──────── Selected text ────────
You should also substantially reduce your sugar and refined carb intake. Both insulin and glucose increase cancerous cell activity by shocking amounts — this is why there is such a huge correlation between diabetes, obesity, metabolic syndrome and cancer. Dr. Craig Thompson, researcher and president of New York's Memorial Sloan-Kettering Cancer Research Center, believes that many pre-cancerous cells would never become malignant if it wasn't for the constant exposure to insulin and needing glucose for their metabolism. Lewis Cantley, director of the Cancer Center at Harvard Medical School, says that up to 80 percent of all human cancers have glucose and insulin as instigating factors. This is not new information; the link between sugar and cancer has been known for decades, but people often do not make changes until after they get a diagnosis, when it's substantially less effective.
The estimation is that by the time something atypical or cancerous is seen on a mammogram, the woman has had that abnormality on average for eight years. If she's like most people, she's been feeding it sugar all that time. What's a "reasonable" amount of sugar to ingest? The average person today eats between 150 and 180 pounds of sugar a year. In the year 1700 it was four pounds. Even if you cut your intake in half, it's probably still more than your body can handle health-wise, because we don't know what a "safe" amount of sugar is for human health.
You might also consider doing detox cleanses — one or two a year (obviously talk to a medical professional who knows about them before you do one). I mean a cleanse, not a fast, and something focused on the liver, not just on the colon. The liver is responsible for conjugating and removing toxins and hormones, and most of us don't have nearly the nutrition necessary in our liver to do its job. Do you eat plenty of cruciferous vegetables? That means more than twice a week. And are you sure they're organic and nutrient-dense? Cruciferous vegetables in particular are effective at helping the liver to remove excess estrogen, and excess estrogen is a huge factor in both breast and prostate cancer. Not to mention the day-to-day toxins we get in the water and air — we probably can't take enough steps to nutritionally support the liver, but doing a cleanse with some concentrated supplementation is a very solid place to start. Write me if you need suggestions for a good detox cleanse.
──────── Source material ────────
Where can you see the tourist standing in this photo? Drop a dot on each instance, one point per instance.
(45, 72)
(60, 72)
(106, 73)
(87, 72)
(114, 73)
────────
= Required action =
Rewrite the part of the passage on sugar and cancer that opens with the words "You should also" and closes with "substantially less effective.", substituting "many years" for "decades". The lines above come from a separate source.

= Solved exercise =
You should also substantially reduce your sugar and refined carb intake. Both insulin and glucose increase cancerous cell activity by shocking amounts — this is why there is such a huge correlation between diabetes, obesity, metabolic syndrome and cancer. Dr. Craig Thompson, researcher and president of New York's Memorial Sloan-Kettering Cancer Research Center, believes that many pre-cancerous cells would never become malignant if it wasn't for the constant exposure to insulin and needing glucose for their metabolism. Lewis Cantley, director of the Cancer Center at Harvard Medical School, says that up to 80 percent of all human cancers have glucose and insulin as instigating factors. This is not new information; the link between sugar and cancer has been known for many years, but people often do not make changes until after they get a diagnosis, when it's substantially less effective.